• **Text to read**
** Begin **

Attention-Based Models for Speech Recognition

Introduction:

This paper introduces and extends the attention mechanism with features needed for ASR. It adds location-awareness to the attention mechanism to add robustness against different lengths of utterances.
Motivation:

Learning to recognize speech can be viewed as learning to generate a sequence (transcription) given another sequence (speech).
From this perspective it is similar to machine translation and handwriting synthesis tasks, for which attention-based methods have been found suitable.

How ASR differs:
Compared to Machine Translation, speech recognition differs by requesting much longer input sequences which introduces a challenge of distinguishing similar speech fragments in a single utterance.

thousands of frames instead of dozens of words

It is different from Handwriting Synthesis, since the input sequence is much noisier and does not have a clear structure.
Structure:
- Input: $x=(x_1, \ldots, x_{L'})$ is a sequence of feature vectors
  - Each feature vector is extracted from a small overlapping window of audio frames
- Output: $y$ a sequence of phonemes
Strategy:

The goal of this paper is a system, that uses attention-mechanism with location awareness, whose performance is comparable to that of the conventional approaches.
- For each generated phoneme, an attention mechanism selects or weighs the signals produced by a trained feature extraction mechanism at potentially all of the time steps in the input sequence (speech frames).
- The weighted feature vector then helps to condition the generation of the next element of the output sequence.
- Since the utterances in this dataset are rather short (mostly under 5 seconds), we measure the ability of the considered models in recognizing much longer utterances which were created by artificially concatenating the existing utterances.
Solves:
- Problem:
  The attention-based model proposed for NMT demonstrates vulnerability to the issue of similar speech fragments with longer, concatenated utterances.
  The paper argues that this model adapted to track the absolute location in the input sequence of the content it is recognizing, a strategy feasible for short utterances from the original test set but inherently unscalable.

** End **

• **Data shown**

** Begin **

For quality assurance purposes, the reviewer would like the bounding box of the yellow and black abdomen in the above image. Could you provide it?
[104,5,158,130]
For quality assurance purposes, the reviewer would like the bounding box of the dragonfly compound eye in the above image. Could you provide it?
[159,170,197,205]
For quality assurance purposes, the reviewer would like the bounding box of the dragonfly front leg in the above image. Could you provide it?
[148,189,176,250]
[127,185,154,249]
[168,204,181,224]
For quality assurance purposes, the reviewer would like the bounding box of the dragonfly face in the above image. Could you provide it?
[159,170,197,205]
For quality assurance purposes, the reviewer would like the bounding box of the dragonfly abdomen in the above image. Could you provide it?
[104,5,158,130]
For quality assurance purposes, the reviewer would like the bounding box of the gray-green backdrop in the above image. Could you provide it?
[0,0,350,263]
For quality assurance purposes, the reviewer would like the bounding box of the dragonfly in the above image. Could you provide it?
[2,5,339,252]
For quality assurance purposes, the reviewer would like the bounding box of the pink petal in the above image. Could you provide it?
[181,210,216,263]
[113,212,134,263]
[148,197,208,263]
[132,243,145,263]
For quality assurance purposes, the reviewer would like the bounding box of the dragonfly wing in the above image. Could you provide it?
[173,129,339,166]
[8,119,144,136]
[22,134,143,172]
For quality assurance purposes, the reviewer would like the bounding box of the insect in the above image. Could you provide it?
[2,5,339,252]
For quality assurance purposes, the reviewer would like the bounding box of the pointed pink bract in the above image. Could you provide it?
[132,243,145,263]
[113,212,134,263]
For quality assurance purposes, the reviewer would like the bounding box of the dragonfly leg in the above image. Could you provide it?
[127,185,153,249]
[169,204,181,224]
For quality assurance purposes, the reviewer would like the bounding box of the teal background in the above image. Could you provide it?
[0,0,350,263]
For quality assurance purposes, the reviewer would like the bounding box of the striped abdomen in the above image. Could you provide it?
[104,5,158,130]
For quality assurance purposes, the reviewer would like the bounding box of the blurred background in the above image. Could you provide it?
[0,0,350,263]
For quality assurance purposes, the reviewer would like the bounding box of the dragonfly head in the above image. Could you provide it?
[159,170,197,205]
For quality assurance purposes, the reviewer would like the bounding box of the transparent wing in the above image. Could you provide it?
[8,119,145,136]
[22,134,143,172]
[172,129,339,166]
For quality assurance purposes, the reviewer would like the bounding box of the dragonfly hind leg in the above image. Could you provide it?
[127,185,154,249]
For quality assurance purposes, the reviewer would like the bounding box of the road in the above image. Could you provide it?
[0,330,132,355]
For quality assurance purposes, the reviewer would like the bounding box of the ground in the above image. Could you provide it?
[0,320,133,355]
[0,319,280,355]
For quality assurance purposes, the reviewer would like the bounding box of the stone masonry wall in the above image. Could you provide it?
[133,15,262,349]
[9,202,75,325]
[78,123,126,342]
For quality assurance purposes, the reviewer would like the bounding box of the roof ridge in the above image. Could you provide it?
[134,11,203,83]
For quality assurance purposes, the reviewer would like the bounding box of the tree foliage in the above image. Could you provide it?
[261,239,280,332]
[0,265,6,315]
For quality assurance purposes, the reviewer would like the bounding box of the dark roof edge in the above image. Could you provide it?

** End **

• **Task set**
- A) Print the stretch of the summary on attention-based speech recognition from "It is different" through "the output sequence." with no changes.
- B) Pick up the summary on attention-based speech recognition after its last sentence and keep writing.

• **Results**
- A)
It is different from Handwriting Synthesis, since the input sequence is much noisier and does not have a clear structure.
Structure:
- Input: $x=(x_1, \ldots, x_{L'})$ is a sequence of feature vectors
  - Each feature vector is extracted from a small overlapping window of audio frames
- Output: $y$ a sequence of phonemes
Strategy:

The goal of this paper is a system, that uses attention-mechanism with location awareness, whose performance is comparable to that of the conventional approaches.
- For each generated phoneme, an attention mechanism selects or weighs the signals produced by a trained feature extraction mechanism at potentially all of the time steps in the input sequence (speech frames).
- The weighted feature vector then helps to condition the generation of the next element of the output sequence.

- B)
- Solution:
  The attention-mechanism is modified to take into account the location of the focus from the previous step and the features of the input sequence by adding as inputs to the attention mechanism auxiliary Convolutional Features which are extracted by convolving the attention weights from the previous step with trainable filters.
Key Insights:
- Introduces attention-mechanism to ASR
- The attention-mechanism is modified to take into account:
  - location of the focus from the previous step
  - features of the input sequence
- Proposes a generic method of adding location awareness to the attention mechanism
- Introduce a modification of the attention mechanism to avoid concentrating the attention on a single frame
Attention-based Recurrent Sequence Generator (ARSG):

is a recurrent neural network that stochastically generates an output sequence $(y_1, \ldots, y_T)$ from an input $x$.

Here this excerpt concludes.